WHAT TO WORK ON: Work out the number of lines below containing the word "straw" and give nothing besides it.

DATASET EXCERPTS:
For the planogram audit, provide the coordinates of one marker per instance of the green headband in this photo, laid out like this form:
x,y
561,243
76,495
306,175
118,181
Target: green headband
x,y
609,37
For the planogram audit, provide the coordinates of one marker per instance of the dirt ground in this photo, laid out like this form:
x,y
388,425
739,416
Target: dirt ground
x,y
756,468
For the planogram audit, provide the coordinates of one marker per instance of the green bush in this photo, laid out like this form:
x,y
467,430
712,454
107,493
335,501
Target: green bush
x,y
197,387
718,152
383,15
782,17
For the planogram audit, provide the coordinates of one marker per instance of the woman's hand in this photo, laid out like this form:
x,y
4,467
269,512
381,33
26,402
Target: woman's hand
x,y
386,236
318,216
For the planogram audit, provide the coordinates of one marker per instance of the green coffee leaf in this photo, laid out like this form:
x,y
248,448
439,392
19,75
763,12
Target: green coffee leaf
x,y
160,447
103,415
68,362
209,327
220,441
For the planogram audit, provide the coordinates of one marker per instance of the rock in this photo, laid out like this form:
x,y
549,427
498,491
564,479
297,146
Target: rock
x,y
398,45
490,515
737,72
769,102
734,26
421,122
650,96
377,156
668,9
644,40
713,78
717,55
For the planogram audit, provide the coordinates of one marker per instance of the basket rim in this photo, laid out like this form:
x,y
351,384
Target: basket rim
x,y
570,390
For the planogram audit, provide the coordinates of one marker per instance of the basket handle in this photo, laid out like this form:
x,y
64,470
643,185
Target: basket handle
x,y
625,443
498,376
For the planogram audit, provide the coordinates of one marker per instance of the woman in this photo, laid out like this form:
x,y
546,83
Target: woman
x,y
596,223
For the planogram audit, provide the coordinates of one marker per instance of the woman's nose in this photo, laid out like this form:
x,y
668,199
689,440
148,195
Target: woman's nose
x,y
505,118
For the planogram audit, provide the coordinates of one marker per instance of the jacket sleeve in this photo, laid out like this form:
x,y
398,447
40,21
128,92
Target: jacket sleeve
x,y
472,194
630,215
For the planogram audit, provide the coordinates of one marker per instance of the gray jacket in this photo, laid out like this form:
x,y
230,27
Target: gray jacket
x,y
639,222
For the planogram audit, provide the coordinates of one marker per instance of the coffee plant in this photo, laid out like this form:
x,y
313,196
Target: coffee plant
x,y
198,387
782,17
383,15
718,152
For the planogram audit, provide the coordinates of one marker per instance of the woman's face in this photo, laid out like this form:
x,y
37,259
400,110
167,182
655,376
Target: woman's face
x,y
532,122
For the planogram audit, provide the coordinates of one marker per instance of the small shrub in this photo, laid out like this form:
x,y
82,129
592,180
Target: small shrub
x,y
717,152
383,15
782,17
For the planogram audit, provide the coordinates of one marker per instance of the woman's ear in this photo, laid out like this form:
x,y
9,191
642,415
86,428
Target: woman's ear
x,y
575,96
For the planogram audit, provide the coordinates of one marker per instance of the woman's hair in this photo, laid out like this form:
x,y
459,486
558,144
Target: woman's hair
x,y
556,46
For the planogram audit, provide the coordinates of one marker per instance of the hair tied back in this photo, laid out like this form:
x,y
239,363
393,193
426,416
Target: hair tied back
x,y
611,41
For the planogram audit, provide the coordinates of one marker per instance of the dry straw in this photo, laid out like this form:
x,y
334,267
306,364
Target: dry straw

PROBLEM SOLUTION: 2